Text passage
"""

Phones May Get Updates For Seven Years

John Lister's picture

Phone and tablet makers could be forced to update devices for at least seven years. The proposed law would only affect Europe but, if passed, could change policies around the world.

At the moment, how long phones get security and feature updates is largely up to manufacturers. In many cases it can be as little as three years.

Critics say that brings several problems, including unfairly pressuring owners to buy new devices even when their existing one works well. That also creates environmental problems with users struggling to find responsible ways to recycle old devices.

Spare Parts Must Be Available

Such policies also bring security risks. People who choose to keep using a phone after the manufacturer no longer supports it are more likely to be the victim of malware and hacking as newly-discovered flaws remain unpatched. (Source:

The European Commission, which proposes new rules that apply across 27 European countries, is currently considering whether to create a legal requirement to issue updates for at least five years. However, the German government is pushing for that minimum to instead be seven years. (Source:

The time limit would also cover hardware with manufacturers required to make spare parts available for user to repair (or hire someone to repair) devices, with a maximum of five working days to deliver them. Manufacturers could charge any price for the spare parts but would need to publish a price list and could not increase the cost later on.

"""

Given data
"""

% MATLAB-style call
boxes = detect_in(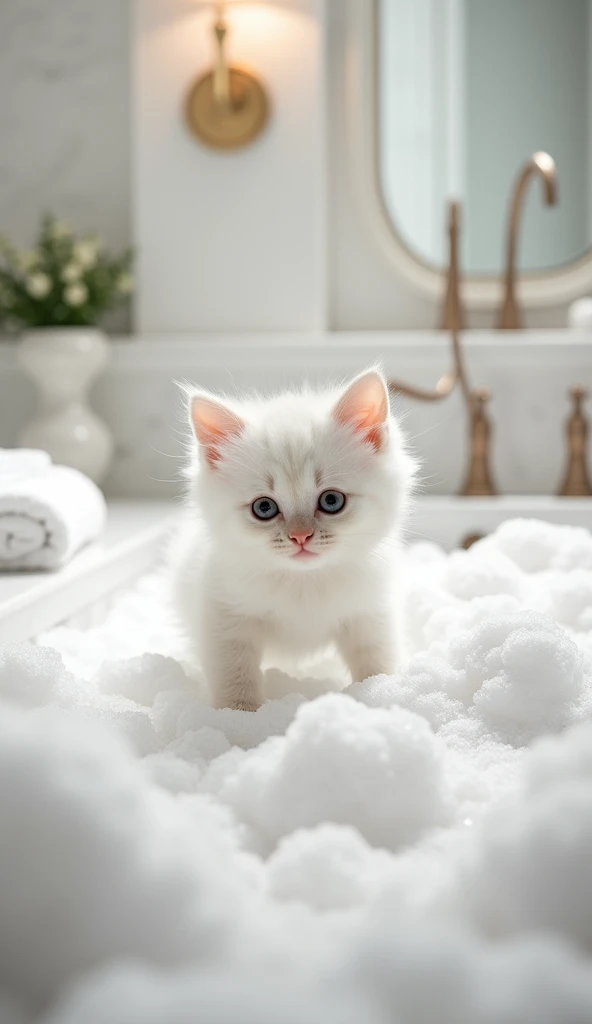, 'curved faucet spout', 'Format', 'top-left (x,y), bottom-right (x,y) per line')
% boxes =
(498, 153), (557, 330)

"""

Problem to work on
Reproduce, word for word, the portion of the phone update article that runs from "Phone and tablet" to "recycle old devices.".

Completed exercise
Phone and tablet makers could be forced to update devices for at least seven years. The proposed law would only affect Europe but, if passed, could change policies around the world.

At the moment, how long phones get security and feature updates is largely up to manufacturers. In many cases it can be as little as three years.

Critics say that brings several problems, including unfairly pressuring owners to buy new devices even when their existing one works well. That also creates environmental problems with users struggling to find responsible ways to recycle old devices.